Print the line containing "Would you be so kind as to mark the car" and each line after it through the end, please, with nothing added.
☆ ☆ ☆
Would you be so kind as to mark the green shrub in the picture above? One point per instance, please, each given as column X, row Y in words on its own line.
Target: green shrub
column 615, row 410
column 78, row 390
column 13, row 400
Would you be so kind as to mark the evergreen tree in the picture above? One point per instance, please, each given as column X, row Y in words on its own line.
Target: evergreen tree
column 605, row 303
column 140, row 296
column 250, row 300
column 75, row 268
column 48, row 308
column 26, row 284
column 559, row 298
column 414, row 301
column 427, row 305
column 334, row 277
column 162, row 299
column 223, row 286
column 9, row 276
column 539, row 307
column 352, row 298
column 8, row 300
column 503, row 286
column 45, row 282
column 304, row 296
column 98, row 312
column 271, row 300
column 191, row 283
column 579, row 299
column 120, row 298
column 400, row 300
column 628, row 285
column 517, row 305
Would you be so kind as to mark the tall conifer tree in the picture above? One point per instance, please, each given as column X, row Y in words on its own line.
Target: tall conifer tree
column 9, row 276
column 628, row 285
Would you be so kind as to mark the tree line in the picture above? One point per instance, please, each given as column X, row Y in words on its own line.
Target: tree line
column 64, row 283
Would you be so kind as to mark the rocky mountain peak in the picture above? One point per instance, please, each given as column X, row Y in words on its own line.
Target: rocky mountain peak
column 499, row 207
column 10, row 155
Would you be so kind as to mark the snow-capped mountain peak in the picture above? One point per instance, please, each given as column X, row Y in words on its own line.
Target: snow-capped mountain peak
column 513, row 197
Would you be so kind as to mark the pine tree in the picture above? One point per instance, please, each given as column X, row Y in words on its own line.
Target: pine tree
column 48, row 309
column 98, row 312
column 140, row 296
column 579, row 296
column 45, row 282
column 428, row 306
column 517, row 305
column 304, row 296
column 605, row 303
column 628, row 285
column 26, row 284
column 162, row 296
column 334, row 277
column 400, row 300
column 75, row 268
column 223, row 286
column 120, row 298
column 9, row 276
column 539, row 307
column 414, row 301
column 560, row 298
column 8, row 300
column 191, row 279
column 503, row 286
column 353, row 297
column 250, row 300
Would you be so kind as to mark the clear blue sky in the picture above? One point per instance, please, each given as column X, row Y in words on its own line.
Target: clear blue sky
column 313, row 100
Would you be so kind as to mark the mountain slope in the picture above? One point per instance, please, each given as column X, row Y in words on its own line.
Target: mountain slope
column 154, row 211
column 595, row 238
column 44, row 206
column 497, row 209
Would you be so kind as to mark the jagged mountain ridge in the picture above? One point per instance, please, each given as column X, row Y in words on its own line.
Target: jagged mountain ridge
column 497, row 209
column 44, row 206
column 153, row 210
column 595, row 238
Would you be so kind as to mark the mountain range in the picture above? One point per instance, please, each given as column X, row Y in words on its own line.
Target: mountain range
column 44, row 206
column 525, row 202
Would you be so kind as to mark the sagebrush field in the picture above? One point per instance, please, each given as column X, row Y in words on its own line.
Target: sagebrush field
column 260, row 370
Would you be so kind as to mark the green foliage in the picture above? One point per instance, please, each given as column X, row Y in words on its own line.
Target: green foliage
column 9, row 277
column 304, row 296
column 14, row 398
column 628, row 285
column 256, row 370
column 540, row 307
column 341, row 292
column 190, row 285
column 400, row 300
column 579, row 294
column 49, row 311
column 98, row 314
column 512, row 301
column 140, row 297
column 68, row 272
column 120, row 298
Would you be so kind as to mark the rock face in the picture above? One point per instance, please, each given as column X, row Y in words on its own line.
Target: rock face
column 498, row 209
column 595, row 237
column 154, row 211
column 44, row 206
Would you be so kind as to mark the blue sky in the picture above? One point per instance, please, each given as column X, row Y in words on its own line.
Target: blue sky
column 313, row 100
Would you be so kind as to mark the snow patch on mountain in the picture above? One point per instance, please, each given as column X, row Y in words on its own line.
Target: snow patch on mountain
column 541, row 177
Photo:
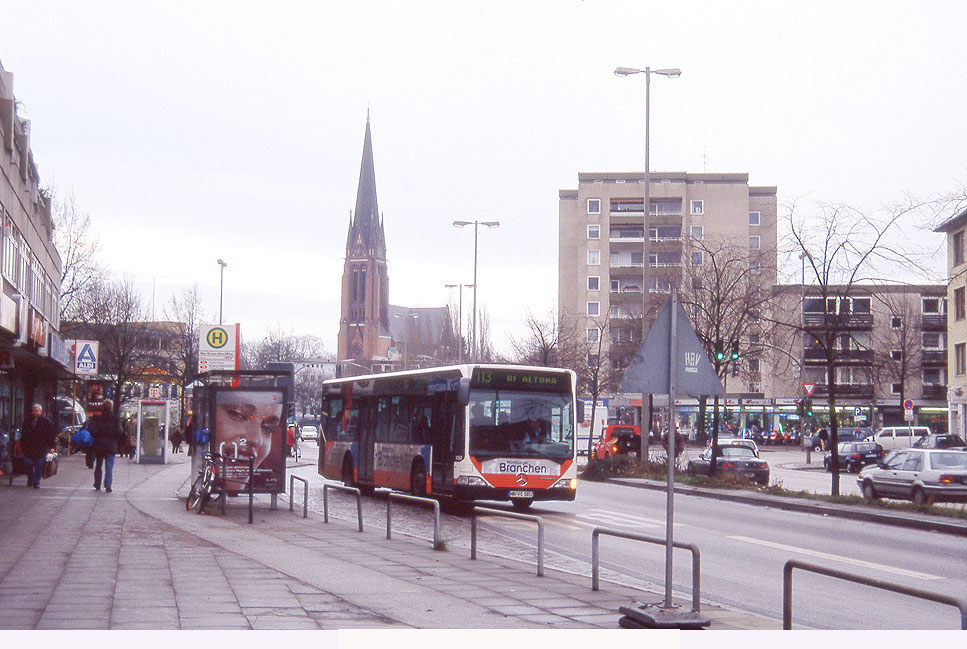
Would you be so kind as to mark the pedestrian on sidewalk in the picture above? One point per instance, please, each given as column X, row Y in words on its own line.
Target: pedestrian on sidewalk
column 36, row 441
column 106, row 430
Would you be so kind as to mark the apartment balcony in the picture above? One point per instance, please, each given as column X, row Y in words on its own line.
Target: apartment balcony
column 933, row 322
column 849, row 356
column 837, row 321
column 933, row 357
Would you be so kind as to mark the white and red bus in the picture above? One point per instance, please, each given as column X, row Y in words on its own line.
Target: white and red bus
column 469, row 432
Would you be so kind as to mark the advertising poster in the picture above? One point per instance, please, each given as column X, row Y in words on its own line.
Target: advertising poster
column 251, row 424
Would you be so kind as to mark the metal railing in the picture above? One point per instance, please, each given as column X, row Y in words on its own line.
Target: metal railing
column 522, row 517
column 859, row 579
column 305, row 494
column 353, row 490
column 696, row 559
column 392, row 495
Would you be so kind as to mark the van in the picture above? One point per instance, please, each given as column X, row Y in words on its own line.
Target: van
column 894, row 437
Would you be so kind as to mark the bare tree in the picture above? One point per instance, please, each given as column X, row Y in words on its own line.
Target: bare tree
column 79, row 248
column 186, row 309
column 842, row 248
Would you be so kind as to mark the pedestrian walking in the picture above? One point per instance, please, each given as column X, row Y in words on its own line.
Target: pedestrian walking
column 106, row 430
column 36, row 441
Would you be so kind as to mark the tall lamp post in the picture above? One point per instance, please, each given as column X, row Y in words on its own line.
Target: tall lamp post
column 476, row 227
column 460, row 317
column 221, row 288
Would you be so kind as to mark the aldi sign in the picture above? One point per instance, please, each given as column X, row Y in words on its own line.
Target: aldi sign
column 85, row 357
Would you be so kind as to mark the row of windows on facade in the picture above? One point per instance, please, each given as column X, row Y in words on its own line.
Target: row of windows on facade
column 657, row 207
column 21, row 267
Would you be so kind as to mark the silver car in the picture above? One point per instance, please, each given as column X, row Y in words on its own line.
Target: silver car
column 921, row 475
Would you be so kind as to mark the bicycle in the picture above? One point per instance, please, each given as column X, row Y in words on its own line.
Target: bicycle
column 202, row 488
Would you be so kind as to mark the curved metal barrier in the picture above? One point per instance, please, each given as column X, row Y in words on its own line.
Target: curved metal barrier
column 523, row 517
column 392, row 495
column 305, row 494
column 859, row 579
column 696, row 559
column 353, row 490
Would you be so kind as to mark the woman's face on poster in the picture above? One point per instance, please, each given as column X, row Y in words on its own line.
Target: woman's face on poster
column 245, row 423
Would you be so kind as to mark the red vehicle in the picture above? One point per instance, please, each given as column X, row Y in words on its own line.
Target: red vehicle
column 619, row 439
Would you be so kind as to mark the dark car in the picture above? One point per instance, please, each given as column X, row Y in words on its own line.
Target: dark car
column 853, row 456
column 941, row 441
column 732, row 460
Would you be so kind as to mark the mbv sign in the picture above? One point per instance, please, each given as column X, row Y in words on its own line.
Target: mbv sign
column 85, row 357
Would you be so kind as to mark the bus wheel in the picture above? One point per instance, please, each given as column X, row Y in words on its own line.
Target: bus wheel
column 347, row 472
column 418, row 480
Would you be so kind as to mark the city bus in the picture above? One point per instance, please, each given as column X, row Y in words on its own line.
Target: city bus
column 467, row 432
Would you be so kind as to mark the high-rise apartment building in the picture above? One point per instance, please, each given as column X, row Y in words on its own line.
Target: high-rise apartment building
column 602, row 243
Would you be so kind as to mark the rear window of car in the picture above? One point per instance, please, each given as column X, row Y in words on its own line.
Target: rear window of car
column 949, row 460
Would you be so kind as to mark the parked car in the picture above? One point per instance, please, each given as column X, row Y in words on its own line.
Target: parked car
column 894, row 437
column 618, row 439
column 853, row 456
column 941, row 441
column 921, row 475
column 734, row 460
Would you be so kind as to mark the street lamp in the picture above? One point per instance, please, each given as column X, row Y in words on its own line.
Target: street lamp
column 476, row 226
column 460, row 317
column 645, row 288
column 221, row 288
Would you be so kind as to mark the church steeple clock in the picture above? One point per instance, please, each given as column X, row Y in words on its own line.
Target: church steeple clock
column 364, row 321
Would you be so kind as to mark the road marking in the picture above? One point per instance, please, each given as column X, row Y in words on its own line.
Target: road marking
column 841, row 559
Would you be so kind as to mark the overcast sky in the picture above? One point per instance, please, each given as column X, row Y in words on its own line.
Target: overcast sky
column 193, row 131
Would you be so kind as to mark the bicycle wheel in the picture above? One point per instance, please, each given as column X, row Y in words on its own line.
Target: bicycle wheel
column 192, row 501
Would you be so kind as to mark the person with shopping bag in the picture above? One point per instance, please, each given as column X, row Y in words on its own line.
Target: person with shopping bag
column 37, row 440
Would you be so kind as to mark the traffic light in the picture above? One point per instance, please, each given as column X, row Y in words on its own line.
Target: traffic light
column 719, row 351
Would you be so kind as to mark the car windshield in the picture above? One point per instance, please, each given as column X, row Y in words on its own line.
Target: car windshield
column 736, row 451
column 521, row 424
column 950, row 460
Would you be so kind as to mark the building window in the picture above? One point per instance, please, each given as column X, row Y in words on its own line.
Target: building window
column 932, row 305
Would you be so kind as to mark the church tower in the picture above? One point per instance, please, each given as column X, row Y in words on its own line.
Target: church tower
column 364, row 328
☆ ☆ ☆
## TASK RESPONSE
Would you be so kind as to mark the car windshield in the picture above? One point per instance, please, each given as column X, row Y in words on its own line.
Target: car windshield
column 736, row 451
column 521, row 424
column 950, row 460
Would you be so kind as to mark the building window in the picture above? One point per instance, please, each given as column X, row Y in words on its own line.
Target: building window
column 932, row 305
Would you be so kind as to mark the church tower in the picture above? One point per instance, please, each given as column X, row Y in words on its own line.
Target: church tower
column 364, row 328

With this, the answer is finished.